**WHAT THE TASK REQUIRES**
From the line containing "positive clicks: (100, 60)" down to the line containing "142L333 134L400 184V141L419", copy out the entries below exactly, both lines included, and nothing else; pictures do not belong in the copy.
(INFORMATION Opens)
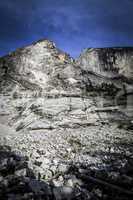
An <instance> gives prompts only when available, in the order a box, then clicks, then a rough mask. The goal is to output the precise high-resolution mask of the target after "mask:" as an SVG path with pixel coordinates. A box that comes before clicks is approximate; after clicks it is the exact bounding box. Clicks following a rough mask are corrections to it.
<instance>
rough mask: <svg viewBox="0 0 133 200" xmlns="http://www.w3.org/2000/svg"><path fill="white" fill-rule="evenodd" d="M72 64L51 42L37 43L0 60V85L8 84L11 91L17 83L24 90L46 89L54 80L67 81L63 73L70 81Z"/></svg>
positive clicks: (39, 40) (71, 58)
mask: <svg viewBox="0 0 133 200" xmlns="http://www.w3.org/2000/svg"><path fill="white" fill-rule="evenodd" d="M72 63H73V59H72V58H71V57H70V56H69V55H68V54H66V53H64V52H63V51H61V50H60V49H58V48H56V46H55V44H54V43H53V42H51V41H49V40H39V41H38V42H35V43H33V44H31V45H30V46H27V47H24V48H20V49H17V50H16V51H15V52H12V53H10V54H9V55H7V56H5V57H3V58H1V59H0V79H1V82H2V83H1V86H2V85H3V84H4V85H5V84H6V85H8V86H11V85H12V86H11V88H12V87H13V85H14V83H15V85H16V83H17V85H19V86H21V87H22V88H25V89H32V90H35V89H37V90H42V89H46V88H47V86H48V85H49V86H50V85H51V87H52V86H53V83H54V82H57V79H58V80H59V78H64V79H65V78H67V77H68V75H67V73H68V74H69V76H70V77H68V78H71V75H70V73H71V74H73V72H72V71H74V70H73V64H72ZM63 70H64V71H63ZM74 73H75V72H74ZM8 83H9V84H8ZM57 85H58V84H56V86H57Z"/></svg>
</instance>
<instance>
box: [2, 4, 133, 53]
mask: <svg viewBox="0 0 133 200" xmlns="http://www.w3.org/2000/svg"><path fill="white" fill-rule="evenodd" d="M132 17H133V1H132V0H126V1H125V0H121V1H116V0H108V1H107V0H101V1H99V0H82V1H81V0H68V1H66V0H57V1H55V0H45V1H44V0H4V1H1V2H0V26H1V27H2V28H1V29H0V43H1V44H4V46H1V47H0V50H1V52H2V48H3V51H8V49H9V46H11V45H13V48H15V47H18V46H17V45H20V44H24V45H25V44H26V43H27V42H32V40H35V39H39V38H42V37H47V38H50V39H52V40H54V41H55V42H57V44H58V45H59V47H60V48H62V49H64V50H67V51H69V52H70V53H71V54H72V55H74V56H75V55H77V54H78V53H79V52H80V51H81V49H82V48H85V47H89V46H92V47H93V46H107V45H109V46H111V45H112V46H113V45H114V46H115V45H116V46H117V45H118V44H121V45H127V44H130V45H131V42H132V35H133V24H132V21H131V19H132ZM6 44H7V45H6ZM9 44H10V45H9ZM132 45H133V43H132ZM4 47H5V48H4Z"/></svg>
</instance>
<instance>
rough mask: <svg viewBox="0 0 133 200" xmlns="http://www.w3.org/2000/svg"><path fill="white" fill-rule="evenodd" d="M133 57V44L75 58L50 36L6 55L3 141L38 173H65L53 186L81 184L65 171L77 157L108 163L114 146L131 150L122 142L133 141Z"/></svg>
mask: <svg viewBox="0 0 133 200" xmlns="http://www.w3.org/2000/svg"><path fill="white" fill-rule="evenodd" d="M132 56H133V49H132V48H110V49H109V48H107V49H106V48H105V49H89V50H86V51H85V52H83V54H81V56H80V57H79V59H78V60H74V59H72V58H71V57H70V56H69V55H67V54H65V53H64V52H62V51H61V50H59V49H57V48H56V47H55V44H54V43H53V42H50V41H48V40H42V41H39V42H36V43H34V44H32V45H30V46H28V47H25V48H22V49H19V50H17V51H16V52H13V53H11V54H10V55H7V56H5V57H3V58H1V59H0V136H1V137H0V143H1V145H8V146H11V147H12V149H14V151H18V152H19V151H20V152H23V154H24V155H26V156H28V157H29V161H28V164H29V166H30V168H31V169H33V171H34V173H35V175H36V177H40V178H41V179H43V180H46V181H49V180H51V179H52V178H53V177H56V176H57V175H59V176H58V179H56V178H55V180H54V183H53V184H55V185H56V186H58V187H59V188H58V189H59V190H60V191H64V192H66V196H67V194H68V193H69V192H70V191H71V186H72V185H73V184H74V183H73V181H72V180H69V181H67V182H66V183H64V178H63V177H62V174H64V173H66V171H68V168H69V167H70V165H71V164H72V163H73V164H85V165H93V164H94V165H95V163H97V164H98V165H99V166H101V164H103V160H102V159H101V156H100V155H99V154H100V152H104V153H107V152H108V151H109V152H112V153H113V154H117V153H119V154H120V153H121V152H123V151H124V155H125V156H131V155H132V148H125V147H120V148H119V147H116V146H117V145H118V146H119V144H121V143H124V145H125V146H126V147H127V146H128V144H131V143H132V141H133V140H132V128H133V120H132V117H133V104H132V102H133V100H132V97H133V95H132V93H133V67H132V63H133V61H132ZM129 146H130V145H129ZM15 173H16V174H17V175H18V173H20V174H25V171H23V170H22V171H19V172H15ZM56 192H57V193H58V191H55V193H56ZM60 193H61V194H62V192H60ZM84 193H86V191H85V192H84ZM63 194H64V193H63ZM89 195H90V194H89V193H88V197H86V198H88V199H89ZM98 195H100V192H99V191H98ZM61 198H62V197H61V196H59V198H57V199H61ZM72 198H73V197H72ZM81 199H83V198H81ZM90 199H91V197H90Z"/></svg>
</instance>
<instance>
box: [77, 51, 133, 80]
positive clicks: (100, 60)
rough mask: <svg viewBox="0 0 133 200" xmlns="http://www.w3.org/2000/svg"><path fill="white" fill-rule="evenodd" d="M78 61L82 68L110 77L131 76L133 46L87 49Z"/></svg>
mask: <svg viewBox="0 0 133 200" xmlns="http://www.w3.org/2000/svg"><path fill="white" fill-rule="evenodd" d="M78 63H79V65H80V66H81V67H82V68H83V69H84V70H87V71H90V72H95V73H97V74H100V75H103V76H107V77H110V78H112V77H119V76H121V75H122V76H125V77H127V78H133V48H99V49H87V50H85V51H84V52H83V53H82V54H81V55H80V57H79V59H78Z"/></svg>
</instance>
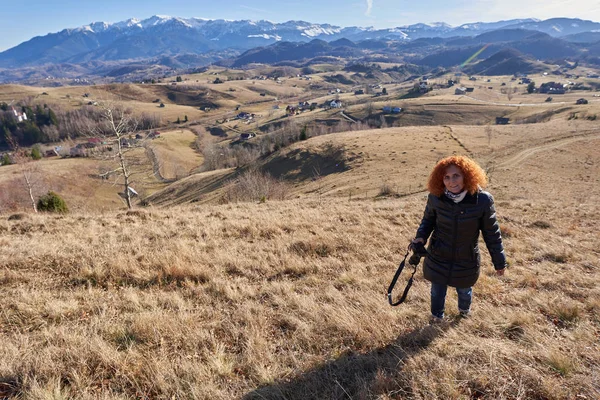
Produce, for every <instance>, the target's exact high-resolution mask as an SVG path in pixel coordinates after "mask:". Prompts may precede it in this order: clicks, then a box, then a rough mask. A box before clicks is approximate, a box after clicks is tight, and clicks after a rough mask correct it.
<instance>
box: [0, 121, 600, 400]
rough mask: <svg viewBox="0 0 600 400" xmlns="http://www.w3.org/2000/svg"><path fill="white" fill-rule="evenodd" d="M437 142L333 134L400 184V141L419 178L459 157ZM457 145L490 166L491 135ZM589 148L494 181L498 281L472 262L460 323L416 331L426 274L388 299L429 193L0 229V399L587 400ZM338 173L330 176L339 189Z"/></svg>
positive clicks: (596, 340) (580, 150)
mask: <svg viewBox="0 0 600 400" xmlns="http://www.w3.org/2000/svg"><path fill="white" fill-rule="evenodd" d="M431 129H432V130H431V132H430V133H427V130H425V131H422V135H423V136H417V131H414V132H413V133H411V132H402V135H400V132H399V131H394V130H389V131H385V130H384V131H371V132H363V133H358V134H357V135H356V136H355V138H359V137H362V136H365V137H368V139H369V140H367V139H365V140H364V141H363V142H360V143H358V142H357V143H353V142H352V140H359V139H353V138H352V135H353V134H355V133H345V134H342V135H341V136H339V137H340V138H343V142H344V143H346V144H347V146H348V147H349V148H353V146H358V145H359V144H360V145H361V146H367V142H370V143H369V146H371V147H369V148H367V147H365V148H364V149H363V150H362V151H363V152H364V153H365V154H367V153H368V156H369V158H372V159H373V164H374V165H377V166H378V167H379V168H382V173H383V170H384V168H383V165H384V164H385V165H387V166H388V170H389V174H390V176H395V175H394V168H395V167H396V166H397V165H400V166H402V165H403V164H402V163H401V154H398V155H397V156H398V157H399V158H398V159H397V160H394V161H390V157H393V156H394V155H390V154H388V153H389V152H390V151H393V147H392V146H395V145H397V146H400V145H399V144H394V143H396V142H402V141H403V140H407V141H408V140H409V139H410V138H411V137H413V139H410V140H413V141H414V140H415V139H414V138H416V139H418V140H420V142H419V143H420V144H421V146H422V148H421V149H413V152H414V153H411V154H412V155H413V156H414V158H411V159H410V160H409V161H413V162H414V161H416V160H420V161H422V162H423V164H426V163H428V162H433V161H434V159H435V157H436V156H437V155H435V153H436V151H437V149H436V151H433V152H432V151H430V150H431V146H440V148H439V151H443V150H444V149H446V150H448V151H449V152H451V151H453V149H454V147H453V146H455V144H453V143H456V140H454V139H449V138H447V137H449V135H448V134H447V133H446V134H445V135H444V134H443V133H444V132H445V131H443V130H442V128H438V129H437V130H434V129H433V128H431ZM465 129H466V128H465ZM504 133H505V134H506V135H507V137H510V138H512V134H511V133H510V132H508V131H507V132H504ZM519 133H521V132H519V131H516V132H514V134H519ZM458 134H460V135H462V136H461V141H464V143H467V144H469V145H471V146H472V147H473V148H475V149H478V154H479V153H481V154H482V155H481V156H479V155H476V157H477V158H478V159H479V160H480V161H481V162H482V163H483V160H484V157H489V155H490V151H488V152H486V151H485V149H486V144H487V143H486V141H487V138H486V137H485V136H483V137H481V135H480V133H479V134H478V135H479V136H477V135H475V134H473V135H470V134H469V133H468V130H467V131H465V132H458V133H457V135H458ZM344 135H345V136H344ZM361 135H362V136H361ZM367 135H371V136H367ZM411 135H412V136H411ZM436 135H437V137H438V141H435V140H434V139H435V138H436ZM334 136H335V135H334ZM401 136H402V137H403V139H401ZM425 139H427V140H429V141H430V142H427V141H425ZM550 139H551V137H550V133H545V132H542V131H540V132H539V133H532V137H531V138H529V139H522V138H514V139H510V140H514V141H515V143H520V145H518V146H517V145H515V153H513V154H512V155H509V154H505V155H503V156H502V157H499V159H498V161H501V160H510V159H511V156H515V154H517V153H518V152H519V151H521V149H520V146H523V147H524V148H525V149H526V148H527V146H531V148H533V147H535V145H536V142H540V141H541V142H543V143H546V142H547V141H548V140H550ZM326 140H327V138H326V137H320V138H316V139H313V140H311V141H309V142H311V143H308V144H307V146H316V147H318V146H319V145H320V144H321V142H319V141H326ZM361 143H362V144H361ZM407 143H408V142H407ZM410 143H414V142H410ZM597 143H598V139H597V138H593V137H587V138H585V139H581V140H578V141H563V142H556V143H555V144H556V146H555V147H547V148H546V147H544V148H543V149H540V150H539V151H538V152H530V153H527V154H525V155H524V156H522V157H520V158H518V159H517V160H518V162H515V163H507V164H506V165H504V166H503V167H501V168H500V167H498V168H496V169H494V170H493V171H492V182H491V187H490V190H491V191H492V193H493V194H494V195H495V198H496V205H497V210H498V214H499V219H500V223H501V226H502V231H503V234H504V238H505V246H506V251H507V255H508V258H509V262H510V268H509V270H508V273H507V275H506V276H505V277H502V278H497V277H495V276H494V274H493V273H492V272H493V271H492V267H491V264H490V262H489V257H488V256H487V254H486V253H485V251H484V254H483V270H484V273H483V274H482V277H481V279H480V281H479V282H478V283H477V285H476V287H475V300H474V306H473V311H474V313H473V315H472V317H471V318H470V319H466V320H460V319H458V318H455V317H456V315H457V310H456V309H455V305H456V295H455V294H454V293H450V294H449V298H448V302H447V312H448V314H449V316H450V322H448V323H446V324H442V325H440V326H429V325H428V314H429V313H428V308H429V285H428V283H427V282H426V281H424V280H423V278H422V276H421V275H420V273H419V274H418V275H417V281H416V283H415V285H414V286H413V289H412V290H411V292H410V294H409V300H408V302H407V303H405V304H404V305H402V306H400V307H397V308H391V307H389V306H388V305H387V302H386V299H385V289H386V288H387V285H388V283H389V280H390V279H391V276H392V274H393V272H394V271H395V268H396V266H397V264H398V262H399V260H400V258H401V256H402V255H403V254H404V251H405V248H406V245H407V243H408V241H409V240H410V238H411V237H412V236H413V235H414V231H415V229H416V227H417V224H418V222H419V219H420V217H421V215H422V210H423V206H424V199H425V198H424V194H423V193H420V194H416V195H412V196H408V197H403V198H393V197H388V198H378V197H376V195H375V193H372V194H371V195H368V196H364V197H362V198H361V197H359V196H356V197H354V196H353V197H352V198H349V196H347V195H346V194H344V195H343V196H341V197H335V196H334V197H332V196H317V197H312V198H311V197H310V196H306V195H304V196H302V197H301V198H298V199H293V200H287V201H280V202H274V201H267V202H266V203H262V204H255V203H239V204H226V205H207V204H203V205H197V204H191V205H185V206H177V207H170V208H155V207H150V208H147V209H140V210H135V211H131V212H116V213H115V212H112V213H73V214H69V215H66V216H58V217H56V216H50V215H30V214H15V215H9V214H6V215H3V218H2V219H0V247H1V248H2V251H1V252H0V285H2V292H1V294H0V301H1V303H2V305H3V308H2V312H1V313H0V330H1V331H2V335H3V340H2V341H1V342H0V351H1V352H2V354H3V357H2V361H1V362H0V390H1V391H2V394H3V395H5V396H18V397H22V398H81V399H97V398H122V399H133V398H159V399H171V398H181V399H183V398H186V399H187V398H196V399H230V398H244V399H265V398H267V399H281V398H287V399H324V398H327V399H330V398H331V399H332V398H340V399H342V398H356V399H360V398H365V399H371V398H373V399H374V398H380V399H400V398H407V399H468V398H482V399H575V398H582V399H583V398H587V399H593V398H598V397H599V396H600V381H599V380H598V377H599V376H600V348H599V347H598V337H599V336H598V335H599V334H600V318H599V317H598V315H600V314H599V313H600V302H599V301H598V298H600V296H599V295H600V291H599V289H598V268H599V267H600V253H598V250H597V249H598V246H599V245H600V242H599V241H598V235H596V234H595V225H596V224H597V221H598V220H600V212H599V211H598V208H597V201H596V198H597V197H598V195H599V194H600V185H599V181H598V176H600V169H599V166H600V155H599V154H598V152H596V151H594V149H595V148H596V147H597ZM379 145H381V146H379ZM456 146H458V145H457V144H456ZM478 146H480V148H481V149H480V151H479V147H478ZM467 147H468V146H467ZM291 150H293V149H291ZM356 150H357V149H353V150H351V151H352V152H355V151H356ZM407 154H408V153H407ZM407 157H408V156H407ZM411 157H412V156H411ZM378 158H381V160H379V161H378V162H376V159H378ZM549 159H551V160H552V162H549V161H548V160H549ZM385 160H387V164H386V163H385ZM367 164H368V159H367V156H365V157H364V161H363V162H362V163H360V164H357V165H355V170H354V172H352V170H349V171H347V172H352V173H353V174H358V173H359V171H360V170H361V168H365V169H366V170H367V171H369V173H375V172H374V171H376V170H377V169H376V168H375V167H368V165H367ZM429 167H430V166H426V165H425V166H422V167H421V168H422V169H423V171H422V172H419V170H418V168H417V167H414V168H413V169H412V170H409V171H408V172H406V171H405V172H404V178H405V179H404V180H401V177H402V173H401V171H400V173H399V174H398V175H397V179H398V182H413V184H414V185H415V186H416V185H420V184H422V182H423V177H424V176H425V175H426V173H427V172H428V169H429ZM219 173H222V172H219V171H216V172H213V174H217V175H218V174H219ZM345 173H346V172H344V173H341V174H331V175H329V176H328V177H324V178H323V179H329V178H331V179H334V178H335V179H337V180H338V181H337V183H336V185H338V186H341V185H342V178H343V176H344V174H345ZM412 174H414V175H412ZM191 178H192V177H190V178H188V179H191ZM373 180H377V178H374V179H373ZM310 184H312V183H309V185H310ZM353 184H354V183H352V185H353ZM399 184H400V183H399ZM402 184H407V183H402ZM332 190H333V189H332ZM333 192H335V190H333ZM357 197H358V198H357ZM482 246H483V244H482ZM483 247H484V246H483ZM483 247H482V248H483ZM399 285H400V286H401V285H402V282H400V283H399Z"/></svg>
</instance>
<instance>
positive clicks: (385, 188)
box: [377, 182, 397, 197]
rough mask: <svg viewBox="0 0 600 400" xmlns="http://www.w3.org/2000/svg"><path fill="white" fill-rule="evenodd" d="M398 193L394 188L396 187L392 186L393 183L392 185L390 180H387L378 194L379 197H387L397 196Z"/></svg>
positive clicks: (379, 188) (380, 188) (377, 194)
mask: <svg viewBox="0 0 600 400" xmlns="http://www.w3.org/2000/svg"><path fill="white" fill-rule="evenodd" d="M396 194H397V193H396V191H395V190H394V188H393V187H392V185H390V184H389V183H388V182H385V183H384V184H382V185H381V186H380V187H379V193H378V194H377V196H379V197H386V196H395V195H396Z"/></svg>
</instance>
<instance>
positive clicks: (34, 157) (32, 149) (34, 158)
mask: <svg viewBox="0 0 600 400" xmlns="http://www.w3.org/2000/svg"><path fill="white" fill-rule="evenodd" d="M31 158H33V159H34V160H40V159H41V158H42V149H40V145H39V144H36V145H35V146H33V147H32V148H31Z"/></svg>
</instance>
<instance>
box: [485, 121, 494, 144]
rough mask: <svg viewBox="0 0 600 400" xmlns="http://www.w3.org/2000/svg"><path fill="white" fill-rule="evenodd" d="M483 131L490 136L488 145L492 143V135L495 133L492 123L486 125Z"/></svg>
mask: <svg viewBox="0 0 600 400" xmlns="http://www.w3.org/2000/svg"><path fill="white" fill-rule="evenodd" d="M483 131H484V132H485V135H486V136H487V138H488V146H491V145H492V136H493V135H494V131H493V129H492V127H491V125H486V126H485V128H484V129H483Z"/></svg>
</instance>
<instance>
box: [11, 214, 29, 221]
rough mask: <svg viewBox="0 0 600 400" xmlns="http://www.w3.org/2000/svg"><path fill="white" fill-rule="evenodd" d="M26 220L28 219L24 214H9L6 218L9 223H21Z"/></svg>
mask: <svg viewBox="0 0 600 400" xmlns="http://www.w3.org/2000/svg"><path fill="white" fill-rule="evenodd" d="M27 218H29V215H28V214H26V213H17V214H11V215H9V216H8V220H9V221H22V220H24V219H27Z"/></svg>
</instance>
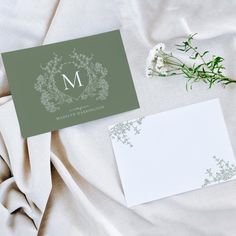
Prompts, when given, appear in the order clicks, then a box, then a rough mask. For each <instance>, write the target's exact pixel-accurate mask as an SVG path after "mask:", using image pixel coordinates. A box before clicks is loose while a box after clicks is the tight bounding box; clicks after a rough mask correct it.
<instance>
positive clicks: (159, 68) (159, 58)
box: [155, 57, 165, 70]
mask: <svg viewBox="0 0 236 236" xmlns="http://www.w3.org/2000/svg"><path fill="white" fill-rule="evenodd" d="M164 66H165V65H164V60H163V58H162V57H157V59H156V63H155V68H156V70H158V69H160V68H162V67H164Z"/></svg>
(INFORMATION Closes)
**OUTPUT FOR THIS TASK**
positive clicks: (100, 60)
rough mask: <svg viewBox="0 0 133 200" xmlns="http://www.w3.org/2000/svg"><path fill="white" fill-rule="evenodd" d="M78 61L82 68L110 77L131 76L133 46L87 49Z"/></svg>
mask: <svg viewBox="0 0 133 200" xmlns="http://www.w3.org/2000/svg"><path fill="white" fill-rule="evenodd" d="M78 63H79V65H80V66H81V67H82V68H83V69H84V70H87V71H90V72H95V73H97V74H100V75H103V76H107V77H110V78H112V77H119V76H121V75H122V76H125V77H127V78H133V48H99V49H87V50H85V51H84V52H83V53H82V54H81V55H80V57H79V59H78Z"/></svg>
</instance>
Produce, for every <instance>, the target's exact high-resolution mask as an SVG path in pixel coordinates after "mask:". Prompts may precede it in this order: clicks, then a box, then a rough mask. A box before clicks is approximate, a box after clicks is tight, and clicks after a rough mask correct it.
<instance>
box: [0, 121, 600, 400]
rough mask: <svg viewBox="0 0 600 400" xmlns="http://www.w3.org/2000/svg"><path fill="white" fill-rule="evenodd" d="M437 142L333 134L400 184V141L419 178L459 157ZM457 145L490 166L491 135ZM589 148L494 181L498 281L472 262L460 323L416 331L426 274L388 299L429 193L0 229V399L587 400ZM338 173L330 176L339 189Z"/></svg>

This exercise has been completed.